* **Complete the following**:
**A.** Answer these questions from the passage on Theodosius, marking each answer (i), (ii), (iii):
(i) In what year did Theodosius defeat Gratian's murderer Maximus?
(ii) What did Theodosius do with the praesental army using the western field troops he transferred in 388?
(iii) Which son received the West when Theodosius divided the empire?
**B.** Please repeat the part of the passage on Theodosius that opens with the words containing "Yet Theodosius gained" and closes with "in the West.".

* **Passage given**:

Yet Theodosius gained time to continue rebuilding the army. Even without the Army of Illyricum, which he returned to Gratian, he was able to defeat Ostrogoth raiders in 386 and Gratian’s murderer Maximus in 389. Though Theodosius then established Gratian’s brother Valentinian II in the West, he kept the Army of Illyricum for himself. He also transferred some western field troops to the East in 388, and with them expanded the praesental army into two praesental armies of similar organization. In 394 Theodosius won another war, this time with western rebels who had murdered Valentinian II. The next year Theodosius died, dividing a somewhat strengthened empire between his two sons, Arcadius in the East and Honorius in the West.

* **Provided material**:
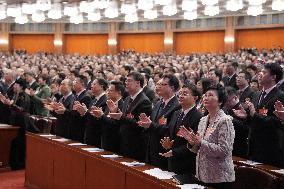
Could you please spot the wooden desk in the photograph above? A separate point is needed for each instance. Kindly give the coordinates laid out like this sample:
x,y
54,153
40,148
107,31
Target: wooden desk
x,y
7,134
54,165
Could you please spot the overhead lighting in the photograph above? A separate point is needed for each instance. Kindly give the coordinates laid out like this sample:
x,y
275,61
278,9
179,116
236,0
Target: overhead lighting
x,y
234,5
163,2
94,16
2,12
189,5
256,2
145,4
112,10
150,14
14,11
255,10
77,19
38,16
209,2
28,8
211,10
43,5
128,8
190,15
22,19
170,9
131,18
278,5
55,12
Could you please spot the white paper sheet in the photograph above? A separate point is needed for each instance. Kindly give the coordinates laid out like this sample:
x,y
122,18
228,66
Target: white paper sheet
x,y
160,174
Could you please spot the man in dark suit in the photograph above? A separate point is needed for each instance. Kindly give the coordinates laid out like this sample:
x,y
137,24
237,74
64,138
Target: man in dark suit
x,y
266,136
93,131
161,116
180,159
110,128
230,78
58,109
244,92
132,137
77,126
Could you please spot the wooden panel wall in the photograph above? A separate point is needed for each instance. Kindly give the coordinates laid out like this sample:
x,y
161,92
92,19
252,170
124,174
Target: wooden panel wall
x,y
146,42
33,42
260,38
86,43
199,41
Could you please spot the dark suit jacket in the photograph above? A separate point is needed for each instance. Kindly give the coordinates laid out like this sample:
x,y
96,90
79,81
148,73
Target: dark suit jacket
x,y
150,94
77,125
248,93
266,134
93,129
110,131
183,160
132,136
156,132
63,121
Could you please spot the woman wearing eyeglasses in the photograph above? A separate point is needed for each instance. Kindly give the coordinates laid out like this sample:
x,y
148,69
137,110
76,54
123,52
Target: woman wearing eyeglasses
x,y
213,142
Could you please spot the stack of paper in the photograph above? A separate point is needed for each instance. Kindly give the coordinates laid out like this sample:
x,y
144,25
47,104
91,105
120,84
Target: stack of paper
x,y
191,186
281,171
61,139
250,162
93,149
77,144
111,156
133,163
160,174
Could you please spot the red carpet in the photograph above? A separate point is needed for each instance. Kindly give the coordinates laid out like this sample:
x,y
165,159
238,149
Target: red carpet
x,y
12,180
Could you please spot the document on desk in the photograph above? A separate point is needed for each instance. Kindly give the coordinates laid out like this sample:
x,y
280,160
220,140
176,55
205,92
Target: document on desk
x,y
93,149
249,162
191,186
61,139
77,144
111,156
160,174
281,171
133,163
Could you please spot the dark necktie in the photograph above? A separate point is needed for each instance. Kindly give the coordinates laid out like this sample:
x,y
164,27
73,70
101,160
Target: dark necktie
x,y
263,93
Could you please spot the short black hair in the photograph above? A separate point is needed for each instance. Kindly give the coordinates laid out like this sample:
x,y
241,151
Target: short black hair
x,y
137,77
103,83
118,85
173,81
193,90
221,93
274,69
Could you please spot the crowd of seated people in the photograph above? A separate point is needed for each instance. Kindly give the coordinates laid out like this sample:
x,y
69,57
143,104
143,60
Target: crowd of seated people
x,y
184,113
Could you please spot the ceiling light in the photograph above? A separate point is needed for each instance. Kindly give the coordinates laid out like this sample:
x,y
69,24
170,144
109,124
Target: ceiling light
x,y
234,5
77,19
22,19
150,14
38,16
209,2
211,10
278,5
55,12
256,2
190,15
43,5
189,5
131,18
255,10
145,4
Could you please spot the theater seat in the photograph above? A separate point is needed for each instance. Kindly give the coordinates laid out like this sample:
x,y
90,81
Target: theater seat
x,y
249,178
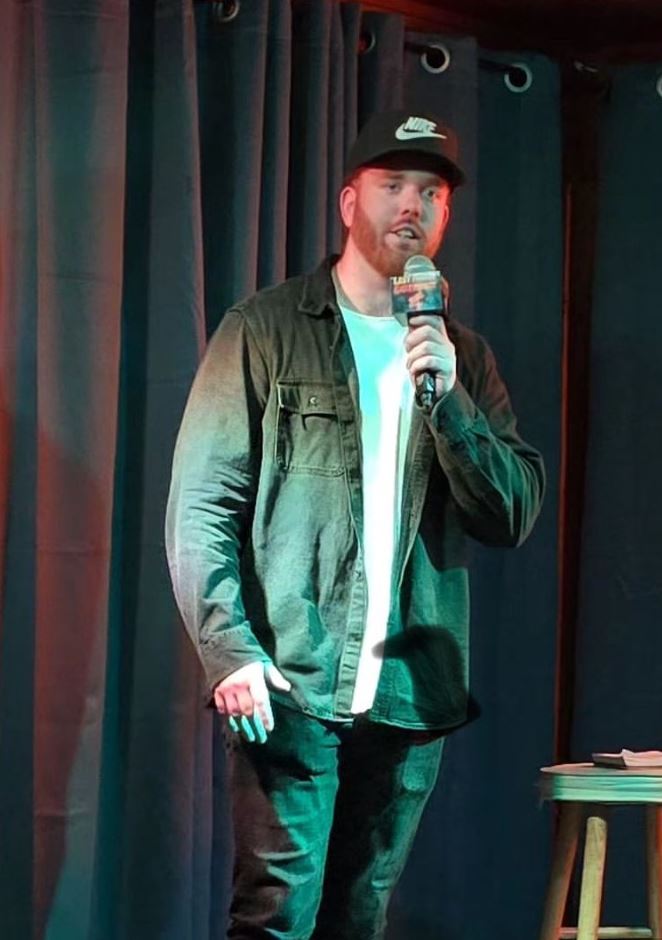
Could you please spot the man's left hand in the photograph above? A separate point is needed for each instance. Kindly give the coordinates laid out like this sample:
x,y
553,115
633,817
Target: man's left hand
x,y
430,350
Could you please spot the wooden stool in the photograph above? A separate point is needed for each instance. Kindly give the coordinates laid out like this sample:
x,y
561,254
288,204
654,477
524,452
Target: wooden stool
x,y
586,791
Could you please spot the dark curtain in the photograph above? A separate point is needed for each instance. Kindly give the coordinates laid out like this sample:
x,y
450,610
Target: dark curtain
x,y
618,692
157,164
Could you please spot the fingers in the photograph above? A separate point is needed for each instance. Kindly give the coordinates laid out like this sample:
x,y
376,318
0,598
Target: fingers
x,y
243,696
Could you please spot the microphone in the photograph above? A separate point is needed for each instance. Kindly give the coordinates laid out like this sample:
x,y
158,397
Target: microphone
x,y
416,292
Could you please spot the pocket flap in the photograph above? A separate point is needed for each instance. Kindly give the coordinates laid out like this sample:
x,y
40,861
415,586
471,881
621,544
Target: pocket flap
x,y
306,398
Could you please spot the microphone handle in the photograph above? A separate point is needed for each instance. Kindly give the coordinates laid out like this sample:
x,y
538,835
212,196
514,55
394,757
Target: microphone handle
x,y
425,389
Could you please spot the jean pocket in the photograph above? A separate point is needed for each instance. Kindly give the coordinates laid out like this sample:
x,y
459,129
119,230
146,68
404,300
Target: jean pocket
x,y
421,767
308,430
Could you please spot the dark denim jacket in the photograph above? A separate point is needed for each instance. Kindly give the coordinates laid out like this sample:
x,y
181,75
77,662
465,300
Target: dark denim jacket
x,y
265,516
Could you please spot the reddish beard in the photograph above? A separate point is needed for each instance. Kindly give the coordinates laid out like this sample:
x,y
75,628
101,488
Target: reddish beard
x,y
389,262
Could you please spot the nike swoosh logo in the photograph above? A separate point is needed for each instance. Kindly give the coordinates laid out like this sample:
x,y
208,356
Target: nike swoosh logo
x,y
403,134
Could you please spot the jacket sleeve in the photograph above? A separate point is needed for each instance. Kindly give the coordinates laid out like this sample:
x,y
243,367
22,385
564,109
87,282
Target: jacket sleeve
x,y
214,480
496,479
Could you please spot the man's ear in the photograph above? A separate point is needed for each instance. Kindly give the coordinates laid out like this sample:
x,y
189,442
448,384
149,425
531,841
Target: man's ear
x,y
347,204
447,215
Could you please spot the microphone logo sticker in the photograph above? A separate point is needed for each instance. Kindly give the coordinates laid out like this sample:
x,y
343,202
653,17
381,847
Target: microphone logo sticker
x,y
415,127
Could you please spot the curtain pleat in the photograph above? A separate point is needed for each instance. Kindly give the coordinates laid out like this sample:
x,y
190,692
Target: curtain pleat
x,y
164,733
80,116
18,457
618,694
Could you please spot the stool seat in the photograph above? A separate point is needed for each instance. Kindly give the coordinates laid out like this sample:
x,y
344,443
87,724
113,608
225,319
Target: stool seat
x,y
586,792
586,783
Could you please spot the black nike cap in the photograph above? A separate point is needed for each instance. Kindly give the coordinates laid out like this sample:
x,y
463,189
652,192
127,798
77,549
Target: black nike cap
x,y
389,134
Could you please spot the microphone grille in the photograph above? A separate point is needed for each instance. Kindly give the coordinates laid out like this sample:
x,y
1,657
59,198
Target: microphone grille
x,y
418,264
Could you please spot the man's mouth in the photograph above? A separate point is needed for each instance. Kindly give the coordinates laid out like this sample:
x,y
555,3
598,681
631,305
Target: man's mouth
x,y
407,233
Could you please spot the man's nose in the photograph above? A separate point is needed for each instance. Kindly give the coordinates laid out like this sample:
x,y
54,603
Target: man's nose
x,y
412,201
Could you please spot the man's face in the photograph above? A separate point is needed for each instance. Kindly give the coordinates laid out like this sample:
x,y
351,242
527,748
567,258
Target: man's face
x,y
392,214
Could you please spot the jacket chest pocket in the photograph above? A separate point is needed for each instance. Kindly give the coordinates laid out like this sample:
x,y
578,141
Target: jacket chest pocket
x,y
308,431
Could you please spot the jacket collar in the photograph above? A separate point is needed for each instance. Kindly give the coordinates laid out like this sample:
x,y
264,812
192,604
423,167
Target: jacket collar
x,y
318,295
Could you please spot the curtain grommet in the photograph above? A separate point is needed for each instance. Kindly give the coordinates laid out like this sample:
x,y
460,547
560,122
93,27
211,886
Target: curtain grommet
x,y
436,58
225,10
518,78
367,41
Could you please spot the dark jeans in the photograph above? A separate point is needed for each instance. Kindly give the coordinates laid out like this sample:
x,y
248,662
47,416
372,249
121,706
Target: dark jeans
x,y
324,818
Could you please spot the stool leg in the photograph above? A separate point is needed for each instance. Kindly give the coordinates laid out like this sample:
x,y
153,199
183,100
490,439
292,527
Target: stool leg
x,y
654,868
565,851
590,901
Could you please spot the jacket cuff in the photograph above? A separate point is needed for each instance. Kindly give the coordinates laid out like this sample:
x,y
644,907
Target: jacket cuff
x,y
225,651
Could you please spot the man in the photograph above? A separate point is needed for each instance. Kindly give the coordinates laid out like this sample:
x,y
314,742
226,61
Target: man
x,y
316,536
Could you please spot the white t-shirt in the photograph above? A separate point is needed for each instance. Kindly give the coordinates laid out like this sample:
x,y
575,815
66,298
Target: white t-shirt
x,y
385,399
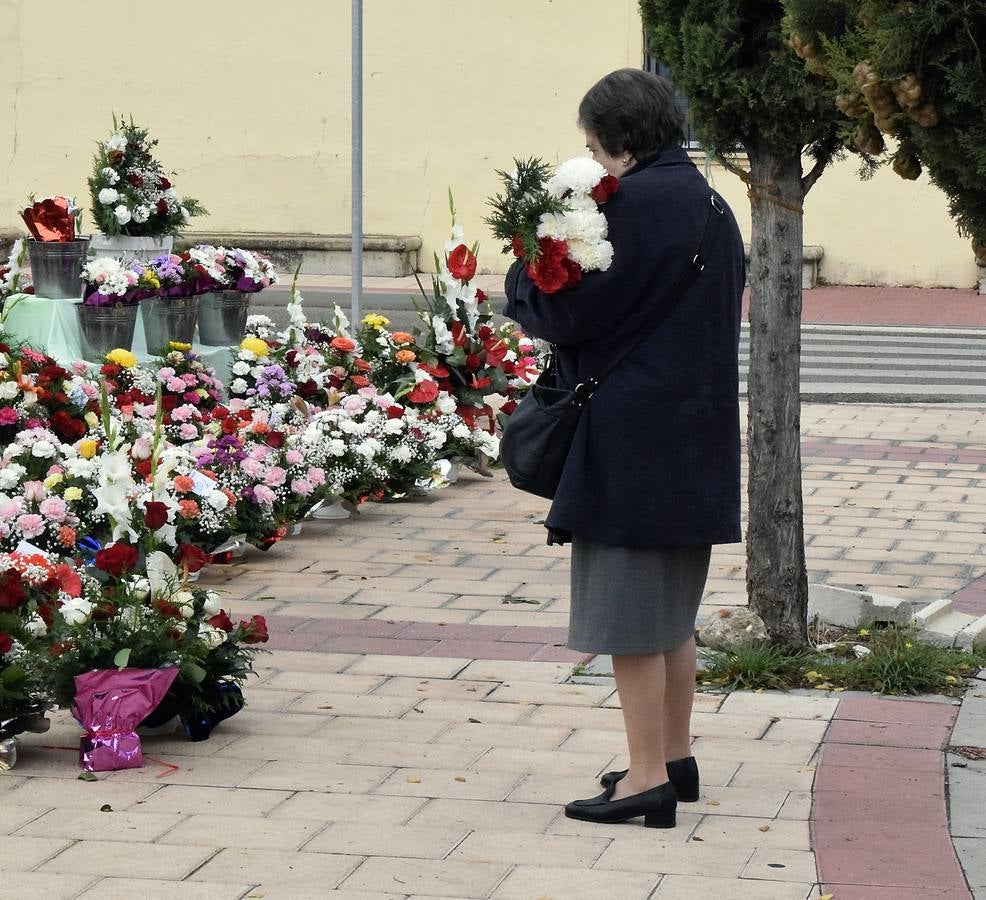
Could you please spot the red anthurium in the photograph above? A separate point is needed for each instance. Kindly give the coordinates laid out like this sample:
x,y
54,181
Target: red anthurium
x,y
462,263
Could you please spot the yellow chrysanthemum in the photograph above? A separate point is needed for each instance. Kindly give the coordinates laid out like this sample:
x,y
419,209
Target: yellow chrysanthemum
x,y
255,346
122,357
375,320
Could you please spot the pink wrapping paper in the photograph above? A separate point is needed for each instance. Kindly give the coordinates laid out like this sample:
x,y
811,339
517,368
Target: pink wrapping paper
x,y
109,704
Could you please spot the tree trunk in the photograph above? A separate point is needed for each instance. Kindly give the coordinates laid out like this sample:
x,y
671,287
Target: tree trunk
x,y
776,576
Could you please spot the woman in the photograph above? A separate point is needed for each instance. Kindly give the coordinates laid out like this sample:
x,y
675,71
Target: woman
x,y
653,477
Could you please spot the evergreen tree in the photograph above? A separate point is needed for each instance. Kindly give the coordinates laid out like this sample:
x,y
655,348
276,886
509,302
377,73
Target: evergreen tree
x,y
749,93
912,72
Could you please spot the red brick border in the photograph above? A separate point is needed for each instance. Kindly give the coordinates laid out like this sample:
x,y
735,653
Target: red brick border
x,y
878,819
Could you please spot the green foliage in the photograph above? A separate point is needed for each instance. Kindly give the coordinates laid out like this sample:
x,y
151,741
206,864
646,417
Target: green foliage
x,y
745,85
912,71
896,663
517,210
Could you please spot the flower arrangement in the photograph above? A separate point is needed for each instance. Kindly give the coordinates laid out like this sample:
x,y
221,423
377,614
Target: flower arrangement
x,y
108,282
553,222
130,192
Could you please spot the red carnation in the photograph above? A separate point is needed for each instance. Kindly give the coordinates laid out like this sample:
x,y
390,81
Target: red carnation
x,y
462,263
608,185
155,514
192,557
116,559
424,392
222,620
255,631
12,593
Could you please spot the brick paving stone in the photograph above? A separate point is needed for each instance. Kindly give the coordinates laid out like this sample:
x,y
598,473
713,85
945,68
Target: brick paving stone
x,y
441,878
271,869
160,861
413,842
692,887
125,888
527,882
485,815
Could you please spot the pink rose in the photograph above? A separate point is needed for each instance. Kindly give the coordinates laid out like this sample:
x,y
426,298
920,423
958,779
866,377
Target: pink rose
x,y
252,467
302,486
30,525
54,508
34,491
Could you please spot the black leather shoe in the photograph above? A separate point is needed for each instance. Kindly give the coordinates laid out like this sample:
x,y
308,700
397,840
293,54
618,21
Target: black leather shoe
x,y
683,774
657,806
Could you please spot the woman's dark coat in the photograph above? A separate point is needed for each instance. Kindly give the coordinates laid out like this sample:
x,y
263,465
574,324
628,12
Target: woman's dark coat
x,y
656,458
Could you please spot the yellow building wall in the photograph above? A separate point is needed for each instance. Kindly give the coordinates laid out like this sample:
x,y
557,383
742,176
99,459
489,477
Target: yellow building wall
x,y
251,103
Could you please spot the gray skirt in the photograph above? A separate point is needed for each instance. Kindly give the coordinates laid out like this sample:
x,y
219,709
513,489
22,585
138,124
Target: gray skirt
x,y
632,599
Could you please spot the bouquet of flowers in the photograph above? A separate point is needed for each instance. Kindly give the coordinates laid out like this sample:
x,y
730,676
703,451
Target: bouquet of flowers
x,y
54,219
12,277
130,192
553,222
109,282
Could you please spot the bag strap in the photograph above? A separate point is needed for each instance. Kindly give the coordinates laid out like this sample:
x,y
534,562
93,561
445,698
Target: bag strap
x,y
716,212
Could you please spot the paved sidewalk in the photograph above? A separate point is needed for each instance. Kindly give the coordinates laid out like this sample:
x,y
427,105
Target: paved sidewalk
x,y
415,730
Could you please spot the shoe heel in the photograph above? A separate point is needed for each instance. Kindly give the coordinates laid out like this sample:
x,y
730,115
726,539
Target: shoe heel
x,y
664,818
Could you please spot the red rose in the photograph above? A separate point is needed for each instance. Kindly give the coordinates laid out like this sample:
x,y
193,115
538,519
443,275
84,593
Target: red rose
x,y
192,557
608,185
116,559
462,263
255,631
424,392
155,514
222,620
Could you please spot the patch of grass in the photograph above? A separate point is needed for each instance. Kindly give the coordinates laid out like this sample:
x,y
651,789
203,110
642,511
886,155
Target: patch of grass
x,y
887,660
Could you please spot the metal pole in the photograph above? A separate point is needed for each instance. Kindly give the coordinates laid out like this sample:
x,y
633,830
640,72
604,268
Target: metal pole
x,y
357,159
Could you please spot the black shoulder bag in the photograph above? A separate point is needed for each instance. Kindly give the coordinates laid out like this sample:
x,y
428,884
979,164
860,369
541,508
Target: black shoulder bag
x,y
538,434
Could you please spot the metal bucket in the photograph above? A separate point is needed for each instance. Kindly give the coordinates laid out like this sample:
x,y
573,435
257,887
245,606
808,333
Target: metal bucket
x,y
222,317
104,328
56,267
167,320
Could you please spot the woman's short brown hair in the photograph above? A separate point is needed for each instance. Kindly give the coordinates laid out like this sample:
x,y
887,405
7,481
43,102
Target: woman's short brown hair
x,y
633,111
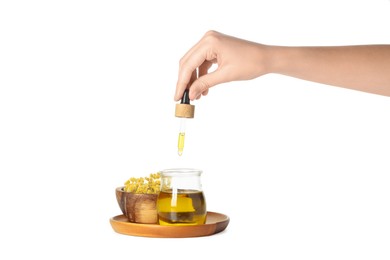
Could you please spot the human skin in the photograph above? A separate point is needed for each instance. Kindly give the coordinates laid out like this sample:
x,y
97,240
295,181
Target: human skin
x,y
359,67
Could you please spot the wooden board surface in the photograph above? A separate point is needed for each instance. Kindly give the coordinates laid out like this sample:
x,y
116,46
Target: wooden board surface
x,y
215,223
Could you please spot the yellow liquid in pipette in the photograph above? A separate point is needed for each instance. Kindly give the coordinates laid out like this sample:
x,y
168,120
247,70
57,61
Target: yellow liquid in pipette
x,y
180,144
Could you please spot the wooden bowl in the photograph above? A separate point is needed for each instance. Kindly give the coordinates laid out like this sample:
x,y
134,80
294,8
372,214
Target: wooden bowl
x,y
138,208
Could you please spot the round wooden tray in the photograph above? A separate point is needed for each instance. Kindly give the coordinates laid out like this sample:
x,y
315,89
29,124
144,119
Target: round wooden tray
x,y
215,223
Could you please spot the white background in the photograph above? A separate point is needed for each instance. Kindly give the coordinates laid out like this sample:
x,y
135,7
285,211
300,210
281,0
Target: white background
x,y
86,102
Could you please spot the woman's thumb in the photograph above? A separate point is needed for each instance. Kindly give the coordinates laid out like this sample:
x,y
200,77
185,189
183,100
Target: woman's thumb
x,y
205,82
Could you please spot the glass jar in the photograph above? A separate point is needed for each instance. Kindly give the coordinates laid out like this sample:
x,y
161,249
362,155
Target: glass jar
x,y
181,201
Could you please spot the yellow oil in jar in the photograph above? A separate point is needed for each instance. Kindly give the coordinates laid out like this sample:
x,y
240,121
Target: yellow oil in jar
x,y
181,208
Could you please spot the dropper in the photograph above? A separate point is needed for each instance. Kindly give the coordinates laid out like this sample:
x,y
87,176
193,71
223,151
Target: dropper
x,y
183,110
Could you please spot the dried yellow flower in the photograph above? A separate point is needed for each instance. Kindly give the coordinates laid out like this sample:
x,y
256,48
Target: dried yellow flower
x,y
146,185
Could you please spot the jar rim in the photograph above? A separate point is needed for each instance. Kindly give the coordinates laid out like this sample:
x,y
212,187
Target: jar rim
x,y
181,172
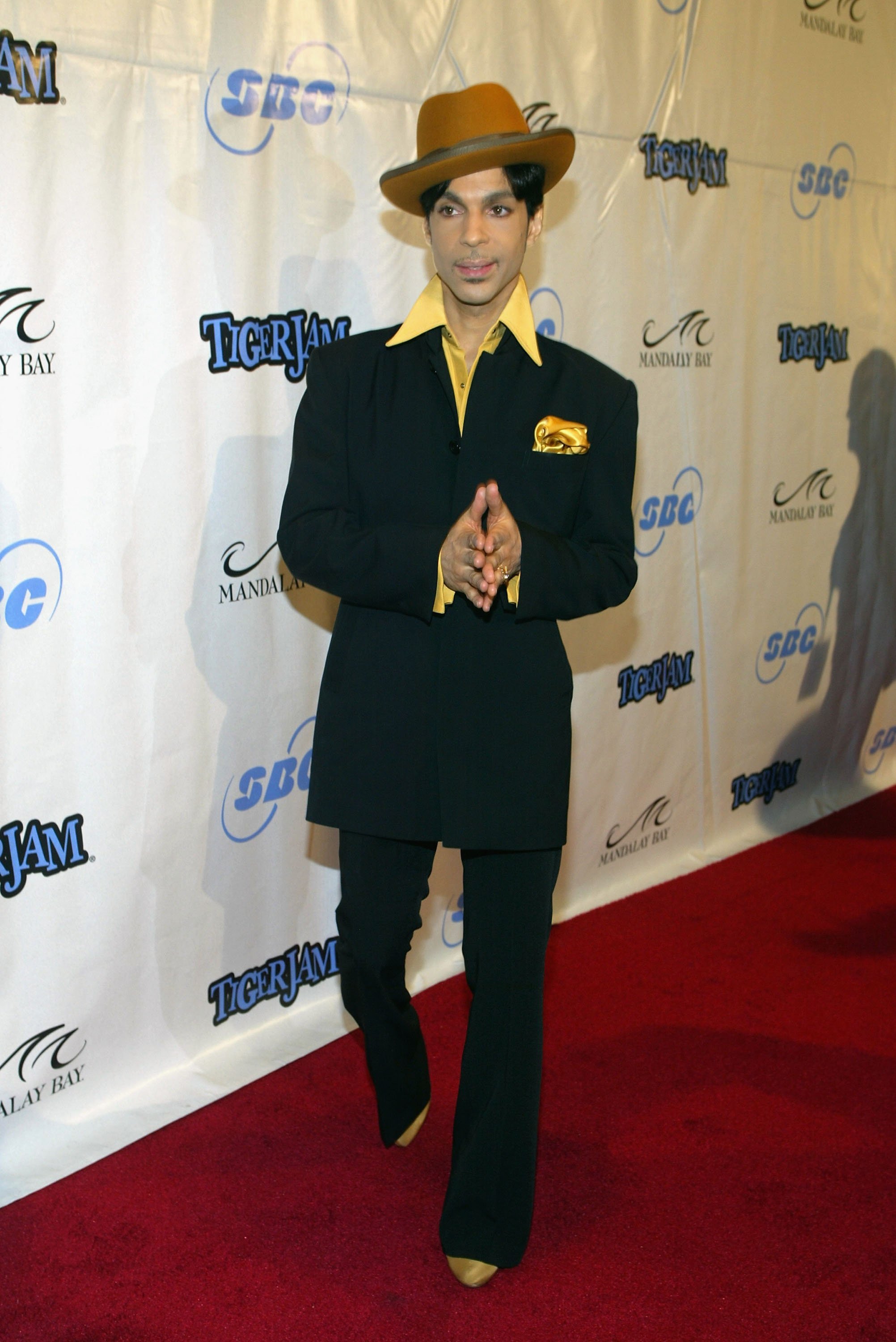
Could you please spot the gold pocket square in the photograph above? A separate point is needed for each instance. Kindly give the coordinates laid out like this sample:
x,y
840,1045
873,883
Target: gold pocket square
x,y
557,435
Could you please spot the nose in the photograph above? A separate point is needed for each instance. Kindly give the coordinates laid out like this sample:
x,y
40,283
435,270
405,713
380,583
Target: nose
x,y
475,231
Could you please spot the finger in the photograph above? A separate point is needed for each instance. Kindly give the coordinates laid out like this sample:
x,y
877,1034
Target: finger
x,y
494,501
474,598
479,505
474,579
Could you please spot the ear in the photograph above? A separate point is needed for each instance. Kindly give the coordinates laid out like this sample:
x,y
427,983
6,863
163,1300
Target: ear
x,y
536,225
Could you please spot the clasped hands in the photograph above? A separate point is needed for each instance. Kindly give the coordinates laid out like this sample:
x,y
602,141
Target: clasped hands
x,y
483,548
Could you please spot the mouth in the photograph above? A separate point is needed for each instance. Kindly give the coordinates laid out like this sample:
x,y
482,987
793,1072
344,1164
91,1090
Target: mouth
x,y
475,270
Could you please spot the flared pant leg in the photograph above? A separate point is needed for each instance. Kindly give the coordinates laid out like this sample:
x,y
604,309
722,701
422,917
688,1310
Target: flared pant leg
x,y
384,882
507,918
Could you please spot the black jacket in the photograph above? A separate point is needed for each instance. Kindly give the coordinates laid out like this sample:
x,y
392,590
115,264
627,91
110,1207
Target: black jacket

* **The results**:
**A.**
(i) 389
(ii) He expanded it into two praesental armies of similar organization.
(iii) Honorius

**B.**
Yet Theodosius gained time to continue rebuilding the army. Even without the Army of Illyricum, which he returned to Gratian, he was able to defeat Ostrogoth raiders in 386 and Gratian’s murderer Maximus in 389. Though Theodosius then established Gratian’s brother Valentinian II in the West, he kept the Army of Illyricum for himself. He also transferred some western field troops to the East in 388, and with them expanded the praesental army into two praesental armies of similar organization. In 394 Theodosius won another war, this time with western rebels who had murdered Valentinian II. The next year Theodosius died, dividing a somewhat strengthened empire between his two sons, Arcadius in the East and Honorius in the West.